» STATED EXERCISE
Reproduce the rows word for word from the first row through the line that contains "142L42 136L45 133L44", with both ends included. Omit the pictures from your copy.

» Collection entries
------------------------------------------------------------

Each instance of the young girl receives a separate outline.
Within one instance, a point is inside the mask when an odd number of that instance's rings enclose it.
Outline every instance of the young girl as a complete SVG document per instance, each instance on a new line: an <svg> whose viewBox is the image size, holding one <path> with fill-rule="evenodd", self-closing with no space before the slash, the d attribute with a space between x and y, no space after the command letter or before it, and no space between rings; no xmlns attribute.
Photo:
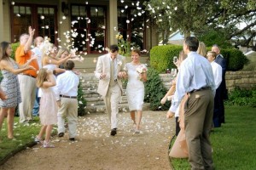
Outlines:
<svg viewBox="0 0 256 170"><path fill-rule="evenodd" d="M41 142L42 136L45 133L44 148L55 147L50 144L49 138L53 125L57 123L58 107L55 93L51 88L55 85L53 71L47 71L45 68L40 69L37 77L37 86L41 88L43 91L39 109L42 128L39 134L35 138L35 142Z"/></svg>

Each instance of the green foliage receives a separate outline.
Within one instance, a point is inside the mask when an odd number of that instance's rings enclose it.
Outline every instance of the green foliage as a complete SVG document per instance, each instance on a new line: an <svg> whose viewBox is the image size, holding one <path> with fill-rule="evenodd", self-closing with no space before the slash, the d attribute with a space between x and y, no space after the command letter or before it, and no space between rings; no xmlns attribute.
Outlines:
<svg viewBox="0 0 256 170"><path fill-rule="evenodd" d="M159 72L153 68L148 68L147 79L148 81L145 82L145 101L150 103L150 110L168 110L170 107L169 102L165 105L160 105L160 100L166 95L167 90L162 84Z"/></svg>
<svg viewBox="0 0 256 170"><path fill-rule="evenodd" d="M232 44L230 41L226 40L225 34L222 30L205 30L196 35L201 42L203 42L207 47L212 47L213 44L218 44L222 48L232 48Z"/></svg>
<svg viewBox="0 0 256 170"><path fill-rule="evenodd" d="M246 90L236 87L229 94L229 99L225 101L225 104L227 105L256 107L256 88L253 90Z"/></svg>
<svg viewBox="0 0 256 170"><path fill-rule="evenodd" d="M207 48L211 51L212 48ZM164 45L155 46L150 50L150 65L160 72L165 72L166 69L176 67L172 62L174 56L178 56L183 49L182 46ZM239 71L248 62L241 51L236 48L221 49L221 54L226 59L227 71Z"/></svg>
<svg viewBox="0 0 256 170"><path fill-rule="evenodd" d="M183 49L182 46L164 45L155 46L150 50L150 65L160 72L166 69L176 67L172 62L174 56L177 56Z"/></svg>
<svg viewBox="0 0 256 170"><path fill-rule="evenodd" d="M227 60L227 71L239 71L248 62L247 57L238 49L221 49L221 54Z"/></svg>
<svg viewBox="0 0 256 170"><path fill-rule="evenodd" d="M79 90L78 90L78 100L79 100L78 114L80 116L86 115L84 107L86 106L86 103L87 103L85 99L84 98L84 91L83 91L83 88L81 87L81 83L82 82L80 82L79 85Z"/></svg>

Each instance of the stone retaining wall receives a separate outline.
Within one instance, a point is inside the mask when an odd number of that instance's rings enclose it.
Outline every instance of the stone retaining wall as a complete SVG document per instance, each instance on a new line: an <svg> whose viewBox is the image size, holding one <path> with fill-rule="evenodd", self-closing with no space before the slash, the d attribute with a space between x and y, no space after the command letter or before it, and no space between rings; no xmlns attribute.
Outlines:
<svg viewBox="0 0 256 170"><path fill-rule="evenodd" d="M160 74L165 87L169 89L171 86L171 74ZM227 71L226 85L229 91L239 87L242 89L256 88L256 71Z"/></svg>

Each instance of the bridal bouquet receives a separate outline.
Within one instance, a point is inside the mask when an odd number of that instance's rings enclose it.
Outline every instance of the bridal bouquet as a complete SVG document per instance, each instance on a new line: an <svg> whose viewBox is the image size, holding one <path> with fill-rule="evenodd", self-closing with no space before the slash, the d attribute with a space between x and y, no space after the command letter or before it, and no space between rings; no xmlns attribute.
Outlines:
<svg viewBox="0 0 256 170"><path fill-rule="evenodd" d="M137 72L139 74L143 74L144 72L147 72L147 67L144 65L141 65L136 69Z"/></svg>

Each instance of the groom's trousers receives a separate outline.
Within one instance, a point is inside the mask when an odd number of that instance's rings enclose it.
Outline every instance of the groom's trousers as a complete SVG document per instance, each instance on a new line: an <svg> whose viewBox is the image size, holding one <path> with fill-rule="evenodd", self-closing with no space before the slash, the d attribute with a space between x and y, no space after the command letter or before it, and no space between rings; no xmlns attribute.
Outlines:
<svg viewBox="0 0 256 170"><path fill-rule="evenodd" d="M109 86L107 94L104 97L107 113L111 123L111 129L117 128L117 114L119 113L119 103L121 98L121 88L116 82L113 86Z"/></svg>

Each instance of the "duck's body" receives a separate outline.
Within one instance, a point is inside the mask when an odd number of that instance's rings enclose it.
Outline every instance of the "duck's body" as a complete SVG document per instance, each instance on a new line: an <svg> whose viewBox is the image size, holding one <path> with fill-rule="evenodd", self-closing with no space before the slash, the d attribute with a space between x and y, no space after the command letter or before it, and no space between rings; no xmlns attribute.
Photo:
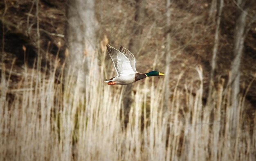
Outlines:
<svg viewBox="0 0 256 161"><path fill-rule="evenodd" d="M107 49L117 74L117 76L104 82L108 83L108 85L126 85L148 76L164 76L155 71L147 73L137 72L133 54L121 46L120 51L108 44L107 45Z"/></svg>

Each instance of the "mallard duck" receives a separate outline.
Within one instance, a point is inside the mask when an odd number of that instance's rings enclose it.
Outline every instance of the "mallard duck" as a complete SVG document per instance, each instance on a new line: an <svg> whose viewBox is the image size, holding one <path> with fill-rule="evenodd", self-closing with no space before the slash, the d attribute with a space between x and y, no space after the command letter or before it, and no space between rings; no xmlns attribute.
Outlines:
<svg viewBox="0 0 256 161"><path fill-rule="evenodd" d="M119 51L108 44L107 49L117 74L116 76L104 81L108 83L108 85L126 85L149 76L165 76L155 70L147 73L137 72L134 56L122 46Z"/></svg>

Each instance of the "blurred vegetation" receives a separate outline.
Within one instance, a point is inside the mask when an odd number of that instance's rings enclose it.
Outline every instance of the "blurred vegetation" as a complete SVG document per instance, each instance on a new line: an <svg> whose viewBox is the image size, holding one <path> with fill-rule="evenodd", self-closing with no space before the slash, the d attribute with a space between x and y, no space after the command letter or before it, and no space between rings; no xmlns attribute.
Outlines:
<svg viewBox="0 0 256 161"><path fill-rule="evenodd" d="M37 9L36 0L0 2L0 142L7 147L0 148L3 160L255 160L255 1L245 1L249 9L234 138L228 83L236 21L243 9L237 1L224 1L211 83L219 1L173 0L166 7L165 1L146 0L145 18L139 22L135 20L137 1L94 1L100 76L89 76L92 82L85 85L84 99L79 98L72 89L76 83L65 78L63 72L69 55L67 1L39 0ZM171 53L171 103L167 116L162 115L161 79L135 83L129 123L124 131L119 116L124 87L103 83L115 76L105 45L129 47L137 35L136 23L143 27L139 47L133 51L138 71L155 69L164 73L166 54ZM209 87L213 89L211 101Z"/></svg>

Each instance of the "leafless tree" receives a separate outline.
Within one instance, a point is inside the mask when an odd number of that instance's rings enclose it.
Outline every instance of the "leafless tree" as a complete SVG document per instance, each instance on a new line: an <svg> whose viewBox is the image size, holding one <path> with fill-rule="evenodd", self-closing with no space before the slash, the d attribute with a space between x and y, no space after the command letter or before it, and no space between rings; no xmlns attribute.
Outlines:
<svg viewBox="0 0 256 161"><path fill-rule="evenodd" d="M216 1L216 0L213 0L213 1ZM216 3L216 2L214 2ZM211 84L213 83L213 77L214 76L214 72L216 68L216 62L217 61L217 55L219 49L219 35L220 34L220 20L221 18L221 13L222 12L222 9L223 7L223 0L219 0L219 8L218 9L217 22L216 22L216 29L215 30L215 35L214 36L214 45L213 46L213 56L211 59L211 78L210 80L210 85L209 86L209 92L208 98L211 98L212 88L213 86ZM210 12L210 13L211 12ZM208 99L209 101L209 99Z"/></svg>
<svg viewBox="0 0 256 161"><path fill-rule="evenodd" d="M171 27L171 0L166 0L166 28ZM170 67L171 66L171 39L170 32L166 35L166 58L165 67L165 77L164 78L164 112L168 110L170 101Z"/></svg>
<svg viewBox="0 0 256 161"><path fill-rule="evenodd" d="M245 40L247 32L247 17L250 7L255 1L238 0L234 1L237 7L238 19L236 22L234 34L234 47L233 53L234 58L231 64L229 83L231 87L231 101L233 108L232 131L233 136L236 135L238 118L238 95L240 92L240 67L241 60L243 52Z"/></svg>
<svg viewBox="0 0 256 161"><path fill-rule="evenodd" d="M97 70L97 20L94 6L94 0L69 0L67 6L67 67L71 69L72 74L77 77L78 86L81 89L85 88L86 76L91 66Z"/></svg>
<svg viewBox="0 0 256 161"><path fill-rule="evenodd" d="M143 26L142 22L144 22L145 17L145 8L146 1L143 0L135 1L135 13L134 18L134 24L133 30L134 34L132 36L129 43L129 49L136 57L137 52L140 48L141 35L142 33ZM125 126L128 120L128 115L130 105L132 103L131 92L132 84L126 86L125 94L124 95L124 113L125 116Z"/></svg>

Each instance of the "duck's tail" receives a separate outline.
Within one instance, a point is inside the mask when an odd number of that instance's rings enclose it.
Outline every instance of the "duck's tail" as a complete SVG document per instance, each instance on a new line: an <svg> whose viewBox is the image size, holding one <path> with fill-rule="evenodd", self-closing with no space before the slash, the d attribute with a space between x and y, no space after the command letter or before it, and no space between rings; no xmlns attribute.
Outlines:
<svg viewBox="0 0 256 161"><path fill-rule="evenodd" d="M105 81L104 81L104 82L112 82L112 80L107 80L106 79Z"/></svg>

------------------------------------------------------------

» COMPLETED TASK
Each instance of the young girl receives a separate outline.
Within one instance, a point is inside the mask when an odd number of that instance's rings enclose it.
Outline every instance of the young girl as a complete SVG document per instance, each instance on a new line: an <svg> whose viewBox is the image size, holding one <path> with fill-rule="evenodd", self-closing with no space before the slash, the d attribute with a space between x and y, no space after the command letter or before it, and no space between rings; no xmlns attribute.
Photo:
Outlines:
<svg viewBox="0 0 256 170"><path fill-rule="evenodd" d="M41 142L42 136L45 133L44 148L55 147L50 144L49 138L53 125L57 123L58 107L55 93L51 88L55 85L53 71L47 71L45 68L40 69L37 77L37 86L41 88L43 91L39 109L42 128L39 134L35 138L35 142Z"/></svg>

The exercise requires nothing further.